PROVIDED RECORDS:

*****

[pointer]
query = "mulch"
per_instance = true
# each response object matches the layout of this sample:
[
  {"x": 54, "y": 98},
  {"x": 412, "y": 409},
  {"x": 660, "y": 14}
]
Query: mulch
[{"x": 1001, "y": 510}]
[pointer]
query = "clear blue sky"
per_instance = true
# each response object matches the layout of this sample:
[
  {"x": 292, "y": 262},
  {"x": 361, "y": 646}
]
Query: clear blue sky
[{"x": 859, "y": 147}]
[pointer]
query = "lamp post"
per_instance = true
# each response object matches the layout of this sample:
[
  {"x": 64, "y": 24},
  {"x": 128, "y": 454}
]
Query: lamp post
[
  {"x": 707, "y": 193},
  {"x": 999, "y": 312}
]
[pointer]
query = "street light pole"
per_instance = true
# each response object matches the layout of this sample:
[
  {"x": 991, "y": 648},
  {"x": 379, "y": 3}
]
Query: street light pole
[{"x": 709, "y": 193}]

*****

WHAT IS NEEDED: Copy every line of the items above, requests included. In the answers, scale each x and y coordinate by 2.05 and round it to a whole number, rounding halves up. Leave the numbers in the requests and their sample layouts unchanged.

EXERCISE RESPONSE:
[pointer]
query = "mulch"
per_instance = true
# each response object matches the layout of this sample:
[
  {"x": 54, "y": 98},
  {"x": 412, "y": 409},
  {"x": 660, "y": 14}
]
Query: mulch
[{"x": 2052, "y": 1046}]
[pointer]
query = "clear blue sky"
per_instance = true
# each response object matches the layout of this sample:
[
  {"x": 292, "y": 262},
  {"x": 361, "y": 646}
]
Query: clear blue sky
[{"x": 1761, "y": 301}]
[pointer]
query = "lamp post"
per_instance = true
# each response object matches the layout of this sample:
[
  {"x": 64, "y": 24},
  {"x": 128, "y": 454}
]
Query: lamp post
[
  {"x": 1449, "y": 396},
  {"x": 2048, "y": 640}
]
[pointer]
query = "street light pole"
per_instance = true
# each response object matches the layout of this sample:
[
  {"x": 991, "y": 648},
  {"x": 379, "y": 3}
]
Query: street light pole
[{"x": 1453, "y": 396}]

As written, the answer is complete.